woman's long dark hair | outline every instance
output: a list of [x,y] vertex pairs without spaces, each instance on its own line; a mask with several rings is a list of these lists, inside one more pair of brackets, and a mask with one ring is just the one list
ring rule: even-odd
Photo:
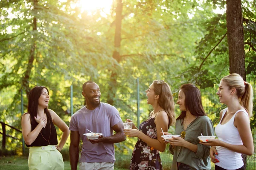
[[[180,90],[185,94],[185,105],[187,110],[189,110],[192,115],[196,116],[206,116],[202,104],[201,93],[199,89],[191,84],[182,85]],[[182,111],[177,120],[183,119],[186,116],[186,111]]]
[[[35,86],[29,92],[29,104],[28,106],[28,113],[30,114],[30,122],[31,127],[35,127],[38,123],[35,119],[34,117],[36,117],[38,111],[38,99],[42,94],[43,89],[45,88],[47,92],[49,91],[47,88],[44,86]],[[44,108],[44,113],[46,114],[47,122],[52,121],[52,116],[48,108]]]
========
Leave out the pictures and give the rest of the records again exactly.

#### Result of this exercise
woman's long dark hair | outline every instance
output: a list of [x,y] vertex pairs without spaces, each instance on its own line; a mask with several rings is a list of these lists, inside one more pair of brackets, and a mask with one ring is just the one list
ring rule: even-odd
Photo:
[[[180,90],[185,94],[185,105],[187,110],[189,110],[192,115],[196,116],[206,116],[202,104],[201,93],[199,89],[191,84],[182,85]],[[182,111],[177,120],[183,119],[186,116],[186,111]]]
[[[35,86],[29,92],[29,104],[28,106],[28,113],[30,114],[30,122],[31,127],[35,127],[38,123],[35,119],[34,117],[36,117],[38,111],[38,99],[42,94],[43,89],[45,88],[47,92],[49,91],[47,88],[44,86]],[[44,108],[44,113],[46,114],[47,122],[52,121],[52,116],[48,108]]]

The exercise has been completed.